Given problem: Print out each record below, unaltered and complete, without its images.

start Supplied records

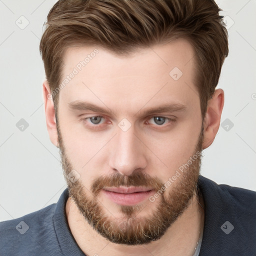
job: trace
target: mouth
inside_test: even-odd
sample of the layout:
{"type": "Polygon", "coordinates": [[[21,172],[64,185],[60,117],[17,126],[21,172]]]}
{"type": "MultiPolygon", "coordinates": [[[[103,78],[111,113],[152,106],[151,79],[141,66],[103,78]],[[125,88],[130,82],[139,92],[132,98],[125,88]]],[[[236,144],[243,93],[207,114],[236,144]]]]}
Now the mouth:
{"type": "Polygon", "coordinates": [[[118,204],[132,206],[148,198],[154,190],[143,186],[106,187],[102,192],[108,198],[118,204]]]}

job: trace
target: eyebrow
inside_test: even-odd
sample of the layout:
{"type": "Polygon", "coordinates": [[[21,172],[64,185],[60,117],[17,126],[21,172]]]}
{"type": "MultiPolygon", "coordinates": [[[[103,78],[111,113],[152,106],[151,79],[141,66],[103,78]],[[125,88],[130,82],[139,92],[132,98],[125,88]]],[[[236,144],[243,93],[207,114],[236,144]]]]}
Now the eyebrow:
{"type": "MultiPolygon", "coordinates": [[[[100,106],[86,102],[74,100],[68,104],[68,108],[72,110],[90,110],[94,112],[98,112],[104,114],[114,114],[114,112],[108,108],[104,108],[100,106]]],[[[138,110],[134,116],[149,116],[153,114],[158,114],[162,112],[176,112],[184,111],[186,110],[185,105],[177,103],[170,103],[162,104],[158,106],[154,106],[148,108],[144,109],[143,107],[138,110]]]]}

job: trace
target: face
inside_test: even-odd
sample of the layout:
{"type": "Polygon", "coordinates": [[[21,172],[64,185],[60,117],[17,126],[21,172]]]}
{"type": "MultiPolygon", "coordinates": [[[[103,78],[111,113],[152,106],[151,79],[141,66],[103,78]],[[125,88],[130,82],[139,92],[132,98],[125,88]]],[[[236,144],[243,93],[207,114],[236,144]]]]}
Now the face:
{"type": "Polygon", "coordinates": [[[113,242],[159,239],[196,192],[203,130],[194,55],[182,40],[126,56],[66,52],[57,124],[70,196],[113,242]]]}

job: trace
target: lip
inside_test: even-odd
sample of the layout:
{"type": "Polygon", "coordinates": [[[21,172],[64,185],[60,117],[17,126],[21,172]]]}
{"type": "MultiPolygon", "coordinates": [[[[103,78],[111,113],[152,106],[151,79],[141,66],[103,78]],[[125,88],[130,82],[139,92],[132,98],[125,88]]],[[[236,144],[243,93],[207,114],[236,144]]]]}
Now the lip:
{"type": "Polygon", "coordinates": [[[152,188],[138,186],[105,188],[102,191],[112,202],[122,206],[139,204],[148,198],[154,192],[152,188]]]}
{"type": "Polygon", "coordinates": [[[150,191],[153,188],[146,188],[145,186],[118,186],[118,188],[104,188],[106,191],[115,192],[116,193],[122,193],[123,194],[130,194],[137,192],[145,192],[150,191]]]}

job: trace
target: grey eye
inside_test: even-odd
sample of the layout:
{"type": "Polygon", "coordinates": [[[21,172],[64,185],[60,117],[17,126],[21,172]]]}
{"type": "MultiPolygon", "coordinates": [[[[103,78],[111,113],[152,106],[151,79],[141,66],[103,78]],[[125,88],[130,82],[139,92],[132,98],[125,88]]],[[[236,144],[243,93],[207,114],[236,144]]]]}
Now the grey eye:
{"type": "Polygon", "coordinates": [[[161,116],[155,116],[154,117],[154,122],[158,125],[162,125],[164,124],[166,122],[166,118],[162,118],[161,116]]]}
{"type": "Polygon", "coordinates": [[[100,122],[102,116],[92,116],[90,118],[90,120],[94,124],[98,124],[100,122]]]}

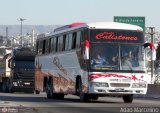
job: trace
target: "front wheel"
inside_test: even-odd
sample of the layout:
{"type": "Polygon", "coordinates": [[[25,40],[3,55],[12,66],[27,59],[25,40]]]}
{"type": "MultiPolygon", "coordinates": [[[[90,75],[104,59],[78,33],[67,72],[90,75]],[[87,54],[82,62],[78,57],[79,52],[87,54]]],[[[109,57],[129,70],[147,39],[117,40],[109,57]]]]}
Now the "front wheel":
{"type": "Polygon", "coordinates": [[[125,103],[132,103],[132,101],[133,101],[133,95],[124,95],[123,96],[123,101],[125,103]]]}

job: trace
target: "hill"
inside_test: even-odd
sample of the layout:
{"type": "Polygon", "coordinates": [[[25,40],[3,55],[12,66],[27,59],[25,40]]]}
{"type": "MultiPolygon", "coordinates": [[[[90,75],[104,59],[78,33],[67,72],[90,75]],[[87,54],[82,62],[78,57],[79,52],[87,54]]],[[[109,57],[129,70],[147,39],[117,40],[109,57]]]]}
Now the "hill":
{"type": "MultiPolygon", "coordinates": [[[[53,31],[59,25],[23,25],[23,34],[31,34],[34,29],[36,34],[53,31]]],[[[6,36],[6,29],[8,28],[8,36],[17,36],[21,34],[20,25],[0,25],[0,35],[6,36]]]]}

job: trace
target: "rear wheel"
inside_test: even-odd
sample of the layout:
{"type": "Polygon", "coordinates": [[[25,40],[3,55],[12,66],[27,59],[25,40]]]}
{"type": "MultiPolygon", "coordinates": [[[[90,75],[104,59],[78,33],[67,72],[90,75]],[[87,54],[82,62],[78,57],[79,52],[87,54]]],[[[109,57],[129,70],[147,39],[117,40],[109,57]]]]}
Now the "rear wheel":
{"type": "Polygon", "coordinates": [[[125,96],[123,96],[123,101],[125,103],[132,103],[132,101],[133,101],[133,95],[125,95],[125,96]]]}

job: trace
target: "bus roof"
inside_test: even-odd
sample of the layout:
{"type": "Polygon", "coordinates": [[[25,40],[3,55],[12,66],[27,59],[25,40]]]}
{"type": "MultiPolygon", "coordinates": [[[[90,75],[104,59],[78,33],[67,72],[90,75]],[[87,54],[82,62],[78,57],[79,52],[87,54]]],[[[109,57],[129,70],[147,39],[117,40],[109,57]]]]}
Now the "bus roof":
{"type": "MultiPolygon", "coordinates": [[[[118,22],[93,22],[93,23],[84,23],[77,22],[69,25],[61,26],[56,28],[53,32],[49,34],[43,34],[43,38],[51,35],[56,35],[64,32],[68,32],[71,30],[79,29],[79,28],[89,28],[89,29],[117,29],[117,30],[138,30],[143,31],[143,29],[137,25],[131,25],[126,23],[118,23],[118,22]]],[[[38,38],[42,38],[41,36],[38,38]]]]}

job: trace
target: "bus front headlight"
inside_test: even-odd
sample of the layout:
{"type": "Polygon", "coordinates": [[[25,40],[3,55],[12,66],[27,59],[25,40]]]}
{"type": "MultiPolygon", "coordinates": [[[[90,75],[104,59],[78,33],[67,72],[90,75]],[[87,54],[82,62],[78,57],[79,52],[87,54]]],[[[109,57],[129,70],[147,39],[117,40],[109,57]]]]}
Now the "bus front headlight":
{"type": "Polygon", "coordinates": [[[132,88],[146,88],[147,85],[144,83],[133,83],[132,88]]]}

end Supplied records

Result of the exercise:
job: trace
target: mouth
inside_test: even-odd
sample of the layout:
{"type": "Polygon", "coordinates": [[[21,172],[64,185],[60,117],[17,126],[21,172]]]}
{"type": "MultiPolygon", "coordinates": [[[[103,78],[111,113],[152,106],[151,79],[141,66],[103,78]],[[125,88],[130,82],[139,92],[132,98],[125,88]]],[[[236,144],[243,93],[207,114],[236,144]]]]}
Now the mouth:
{"type": "Polygon", "coordinates": [[[118,204],[132,206],[148,198],[154,190],[143,186],[106,187],[102,192],[108,198],[118,204]]]}

job: trace
target: eyebrow
inside_test: even-odd
sample of the layout:
{"type": "Polygon", "coordinates": [[[21,172],[64,185],[60,117],[17,126],[21,172]]]}
{"type": "MultiPolygon", "coordinates": [[[[103,78],[111,113],[152,106],[151,79],[141,66],[103,78]],[[125,88],[130,82],[139,92],[132,98],[125,88]]],[[[236,144],[243,93],[207,114],[236,144]]]]}
Now the eyebrow:
{"type": "MultiPolygon", "coordinates": [[[[100,106],[86,102],[74,100],[68,104],[68,108],[72,110],[90,110],[94,112],[98,112],[104,114],[114,114],[114,112],[108,108],[104,108],[100,106]]],[[[138,110],[134,116],[149,116],[153,114],[158,114],[162,112],[176,112],[184,111],[186,110],[185,105],[177,103],[170,103],[162,104],[158,106],[154,106],[148,108],[144,109],[143,107],[138,110]]]]}

job: trace
target: face
inside_test: even-odd
sample of the layout:
{"type": "Polygon", "coordinates": [[[21,172],[64,185],[60,117],[17,126],[21,172]]]}
{"type": "MultiPolygon", "coordinates": [[[[103,78],[111,113],[152,106],[151,79],[141,66],[103,78]],[[125,88],[130,82],[139,92],[132,98],[125,88]]],[[[236,144],[243,93],[207,114],[236,144]]]]}
Now the face:
{"type": "Polygon", "coordinates": [[[113,242],[159,239],[196,192],[203,130],[194,55],[182,40],[126,56],[66,52],[57,124],[70,196],[113,242]]]}

job: trace
target: lip
inside_test: even-odd
sample of the layout:
{"type": "Polygon", "coordinates": [[[21,172],[64,185],[60,117],[17,126],[21,172]]]}
{"type": "MultiPolygon", "coordinates": [[[[103,78],[111,113],[152,106],[151,79],[141,66],[103,78]],[[125,88],[130,82],[139,92],[132,98],[125,88]]],[[[236,144],[243,93],[207,114],[236,144]]]]}
Now the lip:
{"type": "Polygon", "coordinates": [[[152,188],[138,186],[105,188],[102,191],[112,202],[122,206],[139,204],[148,198],[154,192],[152,188]]]}
{"type": "Polygon", "coordinates": [[[150,191],[153,188],[146,188],[145,186],[118,186],[118,188],[104,188],[106,191],[115,192],[116,193],[122,193],[123,194],[130,194],[137,192],[145,192],[150,191]]]}

job: trace
target: grey eye
inside_test: even-odd
sample of the layout:
{"type": "Polygon", "coordinates": [[[21,172],[64,185],[60,117],[17,126],[21,172]]]}
{"type": "MultiPolygon", "coordinates": [[[[103,78],[111,113],[152,106],[151,79],[141,66],[103,78]],[[125,88],[130,82],[139,92],[132,98],[125,88]]],[[[236,144],[243,93],[207,114],[236,144]]]]}
Now the grey eye:
{"type": "Polygon", "coordinates": [[[161,116],[155,116],[154,117],[154,122],[158,125],[162,125],[164,124],[166,122],[166,118],[162,118],[161,116]]]}
{"type": "Polygon", "coordinates": [[[100,122],[102,116],[92,116],[90,118],[90,120],[94,124],[98,124],[100,122]]]}

job: trace
target: "front wheel"
inside_test: even-odd
sample of the layout:
{"type": "Polygon", "coordinates": [[[25,40],[3,55],[12,66],[27,59],[25,40]]]}
{"type": "MultiPolygon", "coordinates": [[[[90,75],[104,59],[78,33],[67,72],[90,75]],[[87,54],[82,62],[78,57],[79,52],[87,54]]],[[[109,57],[129,70],[147,39],[117,40],[109,57]]]]}
Now the "front wheel":
{"type": "Polygon", "coordinates": [[[125,103],[132,103],[132,101],[133,101],[133,95],[124,95],[123,96],[123,101],[125,103]]]}

job: trace
target: "hill"
inside_test: even-odd
sample of the layout:
{"type": "Polygon", "coordinates": [[[25,40],[3,55],[12,66],[27,59],[25,40]]]}
{"type": "MultiPolygon", "coordinates": [[[[90,75],[104,59],[78,33],[67,72],[90,75]],[[87,54],[82,62],[78,57],[79,52],[87,54]]],[[[109,57],[129,70],[147,39],[117,40],[109,57]]]]}
Now the "hill":
{"type": "MultiPolygon", "coordinates": [[[[53,31],[59,25],[23,25],[23,34],[31,34],[34,29],[36,34],[53,31]]],[[[6,36],[6,29],[8,28],[8,36],[17,36],[21,34],[20,25],[0,25],[0,35],[6,36]]]]}

job: trace
target: "rear wheel"
inside_test: even-odd
sample of the layout:
{"type": "Polygon", "coordinates": [[[25,40],[3,55],[12,66],[27,59],[25,40]]]}
{"type": "MultiPolygon", "coordinates": [[[[90,75],[104,59],[78,33],[67,72],[90,75]],[[87,54],[82,62],[78,57],[79,52],[87,54]]],[[[109,57],[129,70],[147,39],[117,40],[109,57]]]]}
Now the "rear wheel":
{"type": "Polygon", "coordinates": [[[125,96],[123,96],[123,101],[125,103],[132,103],[132,101],[133,101],[133,95],[125,95],[125,96]]]}

job: trace
target: "bus roof"
inside_test: even-odd
sample of the layout:
{"type": "Polygon", "coordinates": [[[25,40],[3,55],[12,66],[27,59],[25,40]]]}
{"type": "MultiPolygon", "coordinates": [[[[90,75],[104,59],[78,33],[67,72],[90,75]],[[87,54],[82,62],[78,57],[79,52],[87,54]]],[[[109,57],[129,70],[147,39],[117,40],[109,57]]]]}
Now the "bus roof":
{"type": "MultiPolygon", "coordinates": [[[[118,22],[93,22],[93,23],[84,23],[77,22],[69,25],[61,26],[56,28],[53,32],[49,34],[43,34],[43,38],[51,35],[56,35],[64,32],[68,32],[71,30],[79,29],[79,28],[89,28],[89,29],[117,29],[117,30],[138,30],[143,31],[143,29],[137,25],[131,25],[126,23],[118,23],[118,22]]],[[[38,38],[42,38],[41,36],[38,38]]]]}

job: trace
target: "bus front headlight"
inside_test: even-odd
sample of the layout:
{"type": "Polygon", "coordinates": [[[25,40],[3,55],[12,66],[27,59],[25,40]]]}
{"type": "MultiPolygon", "coordinates": [[[[90,75],[104,59],[78,33],[67,72],[90,75]],[[87,54],[82,62],[78,57],[79,52],[87,54]]],[[[109,57],[129,70],[147,39],[117,40],[109,57]]]]}
Now the "bus front headlight":
{"type": "Polygon", "coordinates": [[[132,88],[146,88],[147,85],[144,83],[133,83],[132,88]]]}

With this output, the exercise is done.